━━━━━ Page extract ━━━━━

My thanks to Jonathan M. for passing my suggestion for a CSI thread on and a very special thanks to Denyse O’Leary for inviting me to offer a guest post.
[This post has been advanced to enable a continued discussion on a vital issue. Other newer stories are posted below. – O’Leary ]
In the abstract of Specification: The Pattern That Signifies Intelligence, William Demski asks “Can objects, even if nothing is known about how they arose, exhibit features that reliably signal the action of an intelligent cause?” Many ID proponents answer this question emphatically in the affirmative, claiming that Complex Specified Information is a metric that clearly indicates intelligent agency.
As someone with a strong interest in computational biology, evolutionary algorithms, and genetic programming, this strikes me as the most readily testable claim made by ID proponents. For some time I’ve been trying to learn enough about CSI to be able to measure it objectively and to determine whether or not known evolutionary mechanisms are capable of generating it. Unfortunately, what I’ve found is quite a bit of confusion about the details of CSI, even among its strongest advocates.
My first detailed discussion was with UD regular gpuccio, in a series of four threads hosted by Mark Frank. While we didn’t come to any resolution, we did cover a number of details that might be of interest to others following the topic.

━━━━━ Extracted information ━━━━━

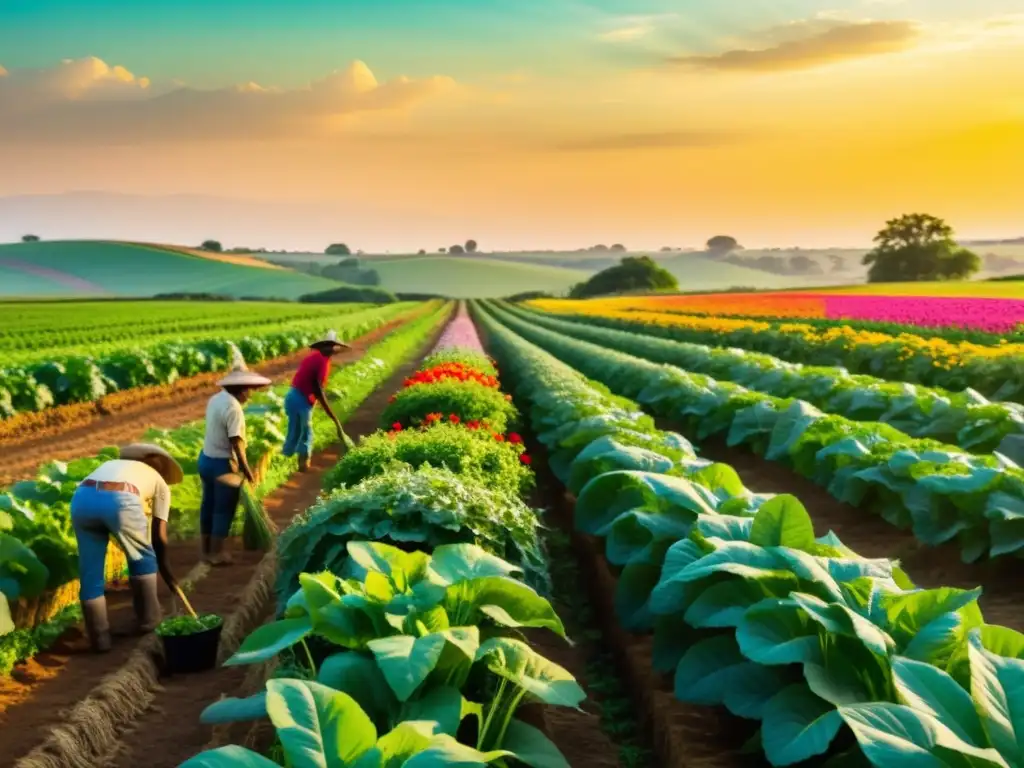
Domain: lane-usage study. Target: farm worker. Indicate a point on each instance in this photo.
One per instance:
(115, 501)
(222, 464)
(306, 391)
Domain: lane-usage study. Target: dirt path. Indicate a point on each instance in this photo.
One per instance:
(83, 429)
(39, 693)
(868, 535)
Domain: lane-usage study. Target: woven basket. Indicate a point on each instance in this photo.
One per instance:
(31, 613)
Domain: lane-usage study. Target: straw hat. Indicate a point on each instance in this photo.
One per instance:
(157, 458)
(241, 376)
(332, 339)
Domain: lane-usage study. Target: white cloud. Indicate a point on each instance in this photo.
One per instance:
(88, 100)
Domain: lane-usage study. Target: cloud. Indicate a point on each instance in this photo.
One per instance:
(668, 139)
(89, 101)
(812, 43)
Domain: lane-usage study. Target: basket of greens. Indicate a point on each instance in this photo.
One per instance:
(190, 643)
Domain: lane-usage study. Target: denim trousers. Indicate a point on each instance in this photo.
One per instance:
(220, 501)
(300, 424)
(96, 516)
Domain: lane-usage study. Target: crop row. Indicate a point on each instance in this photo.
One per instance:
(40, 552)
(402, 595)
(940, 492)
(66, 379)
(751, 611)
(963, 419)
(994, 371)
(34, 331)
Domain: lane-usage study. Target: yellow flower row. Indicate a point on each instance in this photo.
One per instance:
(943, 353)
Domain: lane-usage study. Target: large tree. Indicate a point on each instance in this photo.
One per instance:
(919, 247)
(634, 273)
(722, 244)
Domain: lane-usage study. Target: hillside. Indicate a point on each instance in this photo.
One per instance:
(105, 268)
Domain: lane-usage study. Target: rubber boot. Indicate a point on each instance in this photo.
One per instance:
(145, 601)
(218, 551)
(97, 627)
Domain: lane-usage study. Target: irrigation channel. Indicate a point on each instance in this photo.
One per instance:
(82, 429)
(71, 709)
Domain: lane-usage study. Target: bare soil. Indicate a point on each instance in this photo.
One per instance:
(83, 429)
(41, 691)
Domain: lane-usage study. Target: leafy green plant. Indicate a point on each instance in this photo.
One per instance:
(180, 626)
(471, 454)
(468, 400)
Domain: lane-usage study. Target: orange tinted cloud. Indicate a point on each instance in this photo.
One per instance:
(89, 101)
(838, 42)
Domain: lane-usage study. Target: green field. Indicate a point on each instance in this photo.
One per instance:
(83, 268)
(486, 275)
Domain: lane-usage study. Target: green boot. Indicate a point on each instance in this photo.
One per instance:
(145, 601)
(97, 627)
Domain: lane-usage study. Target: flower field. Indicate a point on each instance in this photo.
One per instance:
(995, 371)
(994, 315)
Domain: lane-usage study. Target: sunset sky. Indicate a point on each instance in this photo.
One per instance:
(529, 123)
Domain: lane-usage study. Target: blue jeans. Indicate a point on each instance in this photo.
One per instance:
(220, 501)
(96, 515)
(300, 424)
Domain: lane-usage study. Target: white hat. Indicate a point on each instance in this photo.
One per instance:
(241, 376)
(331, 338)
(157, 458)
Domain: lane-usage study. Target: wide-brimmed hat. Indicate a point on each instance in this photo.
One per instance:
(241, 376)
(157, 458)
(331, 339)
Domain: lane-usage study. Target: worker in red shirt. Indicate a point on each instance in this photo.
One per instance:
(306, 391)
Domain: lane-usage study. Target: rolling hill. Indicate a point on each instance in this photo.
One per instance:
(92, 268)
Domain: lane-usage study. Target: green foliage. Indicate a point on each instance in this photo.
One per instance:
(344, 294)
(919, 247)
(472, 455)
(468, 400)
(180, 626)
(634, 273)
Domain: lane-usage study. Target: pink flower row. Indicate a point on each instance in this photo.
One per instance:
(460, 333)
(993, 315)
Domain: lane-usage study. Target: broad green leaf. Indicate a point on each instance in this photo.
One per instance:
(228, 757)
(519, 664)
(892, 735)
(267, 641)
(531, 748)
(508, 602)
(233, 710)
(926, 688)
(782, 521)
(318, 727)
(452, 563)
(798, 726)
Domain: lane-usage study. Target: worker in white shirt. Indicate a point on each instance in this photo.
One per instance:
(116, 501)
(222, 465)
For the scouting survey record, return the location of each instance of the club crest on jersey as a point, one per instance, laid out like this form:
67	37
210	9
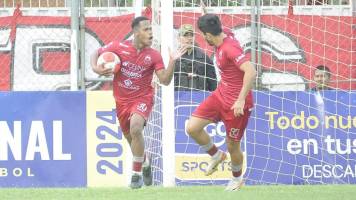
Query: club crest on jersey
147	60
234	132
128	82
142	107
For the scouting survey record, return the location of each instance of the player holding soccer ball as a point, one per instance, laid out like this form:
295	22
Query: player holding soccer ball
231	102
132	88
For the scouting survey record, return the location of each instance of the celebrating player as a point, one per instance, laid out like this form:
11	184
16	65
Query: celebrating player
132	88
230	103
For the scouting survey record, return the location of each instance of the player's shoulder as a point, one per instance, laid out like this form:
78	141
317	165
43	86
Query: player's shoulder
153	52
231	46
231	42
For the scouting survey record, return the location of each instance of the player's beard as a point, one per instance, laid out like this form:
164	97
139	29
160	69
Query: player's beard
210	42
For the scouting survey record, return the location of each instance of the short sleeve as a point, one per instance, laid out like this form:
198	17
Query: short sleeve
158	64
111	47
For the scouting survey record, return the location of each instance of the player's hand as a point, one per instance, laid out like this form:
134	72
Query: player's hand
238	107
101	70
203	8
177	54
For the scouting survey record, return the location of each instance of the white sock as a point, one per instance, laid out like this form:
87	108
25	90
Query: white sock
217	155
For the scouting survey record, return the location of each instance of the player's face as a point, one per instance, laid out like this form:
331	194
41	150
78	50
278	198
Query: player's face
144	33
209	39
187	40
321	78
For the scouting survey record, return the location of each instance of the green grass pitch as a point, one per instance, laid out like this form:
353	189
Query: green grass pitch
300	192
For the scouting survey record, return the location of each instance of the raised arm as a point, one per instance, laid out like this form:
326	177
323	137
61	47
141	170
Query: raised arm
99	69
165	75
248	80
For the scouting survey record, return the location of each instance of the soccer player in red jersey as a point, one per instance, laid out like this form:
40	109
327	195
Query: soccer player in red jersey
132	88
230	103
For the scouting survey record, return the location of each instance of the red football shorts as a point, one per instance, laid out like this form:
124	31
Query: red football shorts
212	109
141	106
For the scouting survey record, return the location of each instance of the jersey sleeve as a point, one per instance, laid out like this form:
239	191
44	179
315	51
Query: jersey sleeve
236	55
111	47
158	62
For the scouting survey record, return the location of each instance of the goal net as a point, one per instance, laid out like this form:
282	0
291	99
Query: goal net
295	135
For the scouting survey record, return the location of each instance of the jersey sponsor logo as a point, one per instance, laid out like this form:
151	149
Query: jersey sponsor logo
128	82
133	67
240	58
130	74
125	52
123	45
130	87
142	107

━━━━━

- List of tasks
A: Do these statements agree with the guest post on CSI? Answer yes or no for each, quoting the words of the post that decide it.
(i) The author's first detailed discussion took place over four threads hosted by Mark Frank.
(ii) The author and gpuccio reached a resolution in their discussion.
(iii) The author sees the CSI claim as the most readily testable claim made by ID proponents.
B: Could you pick up the guest post on CSI after its last sentence and continue it?

- Answer list
A:
(i) Yes: "in a series of four threads hosted by Mark Frank"
(ii) No: "While we didn’t come to any resolution"
(iii) Yes: "this strikes me as the most readily testable claim made by ID proponents"

B:
CSI came up again in a recent thread here on UD. I asked the participants there to assist me in better understanding CSI by providing a rigorous mathematical definition and showing how to calculate it for four scenarios:
- A simple gene duplication, without subsequent modification, that increases production of a particular protein from less than X to greater than X. The specification of this scenario is “Produces at least X amount of protein Y.”
- Tom Schneider’s ev evolves genomes using only simplified forms of known, observed evolutionary mechanisms, that meet the specification of “A nucleotide that binds to exactly N sites within the genome.” The length of the genome required to meet this specification can be quite long, depending on the value of N. (ev is particularly interesting because it is based directly on Schneider’s PhD work with real biological organisms.)
- Tom Ray’s Tierra routinely results in digital organisms with a number of specifications. One I find interesting is “Acts as a parasite on other digital organisms in the simulation.” The length of the shortest parasite is at least 22 bytes, but takes thousands of generations to evolve.
- The various Steiner Problem solutions from a programming challenge a few years ago have genomes that can easily be hundreds of bits. The specification for these genomes is “Computes a close approximation to the shortest connected path between a set of points.”
vjtorley very kindly and forthrightly addressed the first scenario in detail. His conclusion is:
I therefore conclude that CSI is not a useful way to compare the complexity of a genome containing a duplicated gene to the original genome, because the extra bases are added in a single copying event, which is governed by a process (duplication) which takes place in an orderly fashion, when it occurs.
In that same thread, at least one other ID proponent agrees that known evolutionary mechanisms can generate CSI. At least two others disagree.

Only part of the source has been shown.